START Extracted text

My initial response to the therapy was typical. My mood plummeted along with my testosterone level. Hair vanished from my arms and legs. Muscle disappeared, fat appeared. My memory suffered. Not only was I now more likely to lose my car keys, I occasionally couldn’t remember where I left the car.

“Eunuch” simply means a castrated man. Given the pervasive stereotype of eunuchs as ineffective wimps, it is no surprise that men dread this label. I became curious about whether the stereotype was true, and how eunuchs functioned in the past.

The first thing I discovered was that eunuchs were anything but mindless, cowardly automatons. There were philosophers (Abelard, Origen of Alexandria), saints (Ignatius), military leaders (Cheng Ho, Narses) and even assassins. They were the chamberlains, diplomats and senior government officials in the major long-lasting, dynastic governments across Asia for 3,000 years. Furthermore, descriptions of eunuchs’ physique and psychology mirrored many of the anatomical and emotional changes I experienced.

Then I discovered the classicists’ hypothesis that the eunuchs of antiquity were models for our depiction of angels. God is thought to surround himself with angels as advisers and emissaries, who are identical in appearance to males castrated before puberty: tall, beardless, nonsexual beings with voices like the legendary castrati.

It appears that from the Judeo-Christian standpoint, the occupants of heaven were exalted eunuchs. In turn, earthly rulers aspired to reach this divine ideal. In “The Perfect Servant” (University of Chicago, 2003), Kathryn M. Ringrose notes that by the 10th century the Byzantine court was “perceived to be an earthly replica of the court of heaven where the emperor functioned as Christ’s representative on earth and was attended by an ‘angelic’ corps of eunuchs.”

This eunuch-angel connection has helped me understand and adapt to the side effects of androgen deprivation. When I was stoked up on testosterone in the old days, for example, I would obsess about exacting revenge on those who offended me. Now I see the foolishness in such macho fury. Rather than trying to undo others, I can now willfully exercise restraint. It’s not that I’m never pugnacious anymore, for I’m no perfect angel, but I realize it’s better to maintain a higher mission than fight petty battles.

END Extracted text
START Entries supplied

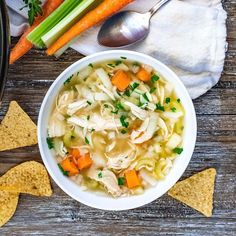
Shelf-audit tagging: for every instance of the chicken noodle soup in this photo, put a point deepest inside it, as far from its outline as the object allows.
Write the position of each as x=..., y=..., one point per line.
x=116, y=127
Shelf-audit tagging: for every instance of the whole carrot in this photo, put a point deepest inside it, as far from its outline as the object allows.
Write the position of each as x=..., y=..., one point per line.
x=101, y=12
x=23, y=45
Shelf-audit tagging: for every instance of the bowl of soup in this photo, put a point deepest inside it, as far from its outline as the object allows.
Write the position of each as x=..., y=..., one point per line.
x=116, y=130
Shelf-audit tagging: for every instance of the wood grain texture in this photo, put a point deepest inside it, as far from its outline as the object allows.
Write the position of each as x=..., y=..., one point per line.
x=28, y=82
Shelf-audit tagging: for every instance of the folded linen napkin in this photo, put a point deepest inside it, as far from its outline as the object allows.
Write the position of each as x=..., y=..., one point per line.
x=189, y=36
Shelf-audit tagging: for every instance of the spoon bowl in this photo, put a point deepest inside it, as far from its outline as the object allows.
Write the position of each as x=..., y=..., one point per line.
x=124, y=28
x=127, y=27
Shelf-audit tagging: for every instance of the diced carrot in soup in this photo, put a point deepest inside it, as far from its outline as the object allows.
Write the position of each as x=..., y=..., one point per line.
x=75, y=152
x=132, y=179
x=121, y=80
x=143, y=75
x=84, y=161
x=69, y=165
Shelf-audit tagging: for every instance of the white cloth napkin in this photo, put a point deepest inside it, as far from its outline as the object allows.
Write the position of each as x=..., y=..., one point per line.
x=189, y=36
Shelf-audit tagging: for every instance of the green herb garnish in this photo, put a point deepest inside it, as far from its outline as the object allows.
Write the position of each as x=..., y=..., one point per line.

END Entries supplied

The task → Write the next part of the text about hormone therapy and the history of eunuchs, starting after its final sentence.

Answer box →
I don’t recall crying much as an adult, but since my castration I’ll weep while watching Mothers Against Drunk Driving commercials. At first, I feared that my tears would be perceived as maudlin self-pity. But the truth is that I’ve become more sensitive to the trials and tribulations of others. I am thus no longer embarrassed by my tears. I consider them humanizing, just as they are for angels. The link to my chemical castration is obvious; testosterone fuels aggression but suppresses empathy and the ability to cry.

Understanding angel (and eunuch) psychology has even helped me overcome the cognitive side effects of hormonal therapy. Angels may be omnipotent, but they undertake just one task at a time. According to the Talmud, they are not permitted to attempt more. Biblical angels blessed, cursed, relayed messages and even killed, but they were never on two missions at once. It seems that thousands of years ago it was already recognized that androgen deprivation makes multitasking difficult — but doesn’t prevent one from accomplishing a single task well. This realization has helped me maintain a busy, productive academic life.

I still have a beard and sing bass: androgen deprivation in adulthood doesn’t change those male features. Singing in a group never appealed to me before my castration, because it offered little opportunity for individual advancement. But recently I joined a choir, where I now enjoy the richness of the collective sound born of collaboration — and how much I’ve gained by accepting how much I’ve changed.

Angels cry. So do I. They also sing, and so do I.

Dr. Richard Wassersug is a professor of anatomy and neurobiology at Dalhousie University in Halifax, Nova Scotia.

Correction: March 28, 2007

Because of an editing error, the byline on an essay in Science Times yesterday about hormonal treatment for prostate cancer referred incorrectly to the writer, Richard Wassersug. He is not an M.D.